• [Document segment]
◇ ◇ ◇ ◇ ◇
On the other hand, if the user's utterance is determined by the survey computer 14 to be responsive in block S120, the process may proceed to block S122, where a persistent counter may be incremented in order to move the survey state to the next question in the survey (or to the next survey in a series of surveys). After the counter is updated, the process may proceed to block S116 where the next question is selected to be output to the user via the speaker 12. The process may be repeated and continued until the survey(s) are complete or until the user terminates the audio survey session or another termination event occurs. The user may terminate the session with an audio command, such as, for example, “stop survey” or any other termination command. Since the counter is persistent, the system may be able to determine where the user left off in the survey in a subsequent audio survey session, even after the current audio survey session is terminated.

Valid responses/responsive answers may be stored by e.g., survey computer 14 in, e.g., memory 24 and/or a survey results database. Accordingly, the responsive answers can be tabulated, organized, arranged and/or analyzed to produce useful information out of the survey results. For example, responsive answers related to consumer habits, such as favorite programs or sports teams, can be used to improve content offerings to particular consumers, e.g., consumers whose demographics overlap with demographics of survey respondents that indicated a preference for certain content offerings. Responsive answers may be analyzed and tabulated to provide other types of useful information, as well, in accordance with any known techniques for utilizing survey results.

Having described some example implementations of the techniques provided in this disclosure for data collection and survey conducting, some additional features are described below.

In some embodiments, one or more devices in the system will rely on existing or future Internet-based smart speaker APIs (e.g., AMAZON Ask and GOOGLE Actions APIs), and may map survey questions and answers to search “intents” algorithms to match expected answers to questions.

In some embodiments, one or more devices in the system provide an innovative solution that uses, but is not physically embodied within, user-owned computers and/or mobile devices to recruit and notify/communicate survey alerts to respondents.

In some embodiments, as an alternative to other 1) human and call center-based, 2) mail-based, 3) telephone, or 4) web browser-based surveys, elements of a smart speaker infrastructure may be used to create a more efficient survey structure. In some embodiments, software, executed by one or more processors described in this disclosure, may integrate voice services, speech recognition and natural language processing. In some embodiments, “intent,” “slot” and “utterances” applications may be used to streamline the process of identifying and validating responses to survey questions that are both likely and relevant/responsive.

In some embodiments, the techniques in this disclosure may be implemented using, for example, three modules, which may be stored at and/or implemented by, e.g., the survey computer 14 (such as via processing circuitry 22): 1) survey start, 2) survey respondent/user management, and 3) survey script creator. The first module may permit survey respondents to launch the survey application, as well as, commence and terminate specific survey events. The second module may manage survey respondents individually (e.g., individual demographics) and collectively (e.g., all respondents to a particular survey). The third module may formulate specific collection, storage and management of data and opinions provided by any number of survey respondents (R1 . . . Rn) to any number of surveys (S1 . . . Sn) comprised of any number of questions (Q1 . . . Qn), where “n” can be any number greater than 1.
◇ ◇ ◇ ◇ ◇
Pointing dataset records:
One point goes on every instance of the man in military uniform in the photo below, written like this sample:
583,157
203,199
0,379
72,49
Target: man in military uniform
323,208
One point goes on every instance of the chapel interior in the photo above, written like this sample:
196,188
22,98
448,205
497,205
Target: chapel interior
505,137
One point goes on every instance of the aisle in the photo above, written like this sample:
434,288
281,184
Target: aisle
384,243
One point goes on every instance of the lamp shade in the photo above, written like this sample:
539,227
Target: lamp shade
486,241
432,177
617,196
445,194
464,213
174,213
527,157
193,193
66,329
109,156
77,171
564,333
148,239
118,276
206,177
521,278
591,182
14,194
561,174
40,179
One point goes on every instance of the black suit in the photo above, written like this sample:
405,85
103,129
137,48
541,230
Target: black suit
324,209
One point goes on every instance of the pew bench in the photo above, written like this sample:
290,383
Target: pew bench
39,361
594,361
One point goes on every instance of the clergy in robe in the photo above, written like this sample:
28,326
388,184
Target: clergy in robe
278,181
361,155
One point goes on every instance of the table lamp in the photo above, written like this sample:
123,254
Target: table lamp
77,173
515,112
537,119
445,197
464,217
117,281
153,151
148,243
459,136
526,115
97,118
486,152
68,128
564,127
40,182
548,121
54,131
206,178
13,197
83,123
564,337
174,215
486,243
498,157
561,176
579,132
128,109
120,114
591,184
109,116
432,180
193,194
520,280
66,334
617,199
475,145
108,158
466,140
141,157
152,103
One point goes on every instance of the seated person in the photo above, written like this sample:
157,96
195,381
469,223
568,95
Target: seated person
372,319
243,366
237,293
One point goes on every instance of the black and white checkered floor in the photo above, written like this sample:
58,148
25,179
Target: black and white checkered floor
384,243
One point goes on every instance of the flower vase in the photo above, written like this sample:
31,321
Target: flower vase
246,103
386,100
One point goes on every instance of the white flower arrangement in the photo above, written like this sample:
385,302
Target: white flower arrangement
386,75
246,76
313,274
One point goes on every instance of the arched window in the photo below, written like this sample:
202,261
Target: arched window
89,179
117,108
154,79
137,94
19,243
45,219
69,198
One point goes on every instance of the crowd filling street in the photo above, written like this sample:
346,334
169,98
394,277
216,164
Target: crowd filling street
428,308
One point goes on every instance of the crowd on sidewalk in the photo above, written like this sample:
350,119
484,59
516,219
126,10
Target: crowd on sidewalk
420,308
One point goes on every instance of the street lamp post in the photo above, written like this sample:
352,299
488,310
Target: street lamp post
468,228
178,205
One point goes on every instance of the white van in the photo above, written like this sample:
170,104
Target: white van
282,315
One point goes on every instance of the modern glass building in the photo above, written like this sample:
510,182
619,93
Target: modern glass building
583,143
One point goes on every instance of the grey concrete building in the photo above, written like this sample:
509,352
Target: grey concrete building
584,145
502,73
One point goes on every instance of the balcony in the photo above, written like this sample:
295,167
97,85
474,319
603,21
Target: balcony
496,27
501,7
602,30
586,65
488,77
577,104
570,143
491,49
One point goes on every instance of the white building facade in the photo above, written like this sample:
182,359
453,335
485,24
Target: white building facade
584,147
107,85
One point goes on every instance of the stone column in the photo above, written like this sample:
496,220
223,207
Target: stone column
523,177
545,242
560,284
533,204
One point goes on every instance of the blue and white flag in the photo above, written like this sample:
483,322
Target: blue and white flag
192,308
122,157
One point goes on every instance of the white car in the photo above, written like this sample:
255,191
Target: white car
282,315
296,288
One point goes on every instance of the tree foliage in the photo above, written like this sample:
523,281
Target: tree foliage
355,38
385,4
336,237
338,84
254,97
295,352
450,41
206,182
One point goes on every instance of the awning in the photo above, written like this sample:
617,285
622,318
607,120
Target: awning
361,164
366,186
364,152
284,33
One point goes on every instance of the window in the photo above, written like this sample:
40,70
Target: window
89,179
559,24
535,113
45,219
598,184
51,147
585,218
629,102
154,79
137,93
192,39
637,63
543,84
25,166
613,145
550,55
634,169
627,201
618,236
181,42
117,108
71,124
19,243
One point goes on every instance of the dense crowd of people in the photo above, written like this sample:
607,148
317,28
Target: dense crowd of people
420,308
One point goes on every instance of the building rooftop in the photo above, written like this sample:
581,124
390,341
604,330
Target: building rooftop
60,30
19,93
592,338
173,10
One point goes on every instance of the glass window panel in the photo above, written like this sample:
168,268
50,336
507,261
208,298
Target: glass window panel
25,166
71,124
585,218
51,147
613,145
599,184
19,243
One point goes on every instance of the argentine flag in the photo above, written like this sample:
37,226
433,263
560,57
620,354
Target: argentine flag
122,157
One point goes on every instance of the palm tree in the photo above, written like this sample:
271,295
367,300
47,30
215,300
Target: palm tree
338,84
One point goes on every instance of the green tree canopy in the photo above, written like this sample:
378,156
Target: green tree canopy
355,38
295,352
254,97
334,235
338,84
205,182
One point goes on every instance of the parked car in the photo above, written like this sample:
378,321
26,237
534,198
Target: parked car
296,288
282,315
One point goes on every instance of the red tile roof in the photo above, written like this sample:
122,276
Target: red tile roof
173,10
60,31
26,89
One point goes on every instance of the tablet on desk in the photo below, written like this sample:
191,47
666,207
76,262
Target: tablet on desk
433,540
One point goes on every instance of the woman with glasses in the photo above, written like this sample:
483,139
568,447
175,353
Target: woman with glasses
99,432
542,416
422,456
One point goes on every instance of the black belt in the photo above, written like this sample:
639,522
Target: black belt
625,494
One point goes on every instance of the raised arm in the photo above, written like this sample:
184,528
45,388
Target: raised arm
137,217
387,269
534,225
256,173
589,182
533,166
◇ ◇ ◇ ◇ ◇
• [Tasks and exercises]
**a.** Copy the records word for word, beginning with the line that contains "One point goes on every instance of the parked" and continuing through the final line of the records.
**b.** Write the next part of the description of the smart-speaker survey system.

• [Answers to each task]
**a.**
One point goes on every instance of the parked car in the photo above, written like this sample:
378,321
26,237
534,198
Target: parked car
296,288
282,315
One point goes on every instance of the red tile roof in the photo above, written like this sample:
122,276
Target: red tile roof
173,10
60,31
26,89
One point goes on every instance of the tablet on desk in the photo below, written like this sample:
191,47
666,207
76,262
Target: tablet on desk
433,540
One point goes on every instance of the woman with glasses in the photo above, written like this sample:
483,139
568,447
175,353
Target: woman with glasses
99,432
542,416
422,456
One point goes on every instance of the black belt in the photo above, written like this sample:
639,522
Target: black belt
625,494
One point goes on every instance of the raised arm in the photo above, written like this sample:
184,528
45,388
Target: raised arm
137,217
387,269
534,225
256,173
589,182
533,166

**b.**
In some embodiments, the process used in any particular implementation may depend on the simultaneous operation of all such modules to provide one or more of the following features:

- Survey respondent may be invited to download a survey skill via a hyperlink in e.g., a text message or email message;
- Survey respondent may open the link and key in an introduction code, complete standard demographics survey (e.g., module 1 and 2);
- Survey respondent may be invited to a subsequent, subject/project-specific survey opportunity (e.g., module 3);
  - specific content of subject/project-specific surveys may be prepared in advance of the survey in a survey script;
  - survey script may integrate pre-built “intent,” “slot” and “utterances” and a natural language processing algorithm to e.g., apply a unique validation process to improve quality, reliability and projectability of survey responses (e.g., match survey response to relevant intents database); and
- Individual survey respondents, individual surveys and individual survey questions and answers captured and maintained in e.g., module 2 to keep track of respondents' survey status (S1 . . . Sn, start/stop status, outstanding survey invitations, etc.) and retrieve project analysis.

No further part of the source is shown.